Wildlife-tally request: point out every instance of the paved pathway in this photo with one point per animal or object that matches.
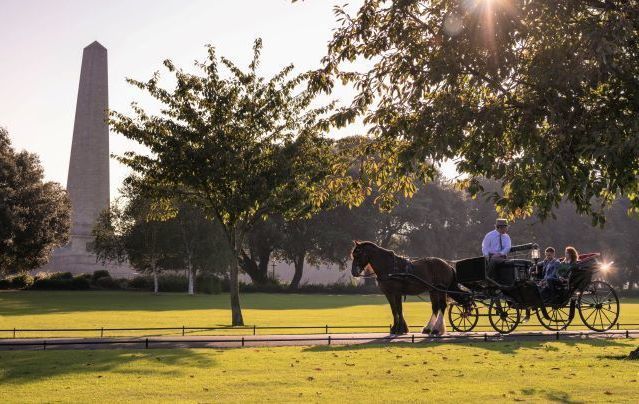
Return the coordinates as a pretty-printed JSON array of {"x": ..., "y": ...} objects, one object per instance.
[{"x": 294, "y": 340}]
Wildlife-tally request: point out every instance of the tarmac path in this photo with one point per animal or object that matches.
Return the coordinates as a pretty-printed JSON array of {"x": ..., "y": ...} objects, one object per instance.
[{"x": 297, "y": 340}]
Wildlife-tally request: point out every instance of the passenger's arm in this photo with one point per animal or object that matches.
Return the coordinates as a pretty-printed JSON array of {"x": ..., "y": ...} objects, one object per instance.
[
  {"x": 484, "y": 246},
  {"x": 506, "y": 243}
]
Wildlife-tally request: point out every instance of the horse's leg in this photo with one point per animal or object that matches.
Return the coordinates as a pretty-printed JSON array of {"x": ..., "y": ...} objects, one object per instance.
[
  {"x": 391, "y": 300},
  {"x": 440, "y": 324},
  {"x": 433, "y": 302},
  {"x": 402, "y": 327}
]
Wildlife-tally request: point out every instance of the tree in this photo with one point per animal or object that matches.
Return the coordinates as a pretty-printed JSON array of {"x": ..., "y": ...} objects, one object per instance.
[
  {"x": 541, "y": 95},
  {"x": 130, "y": 232},
  {"x": 202, "y": 247},
  {"x": 234, "y": 144},
  {"x": 35, "y": 216},
  {"x": 262, "y": 240}
]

-- Work to complete --
Count the lines in the listing that hold the word "matches", then give the number and nothing else.

-- Answer below --
5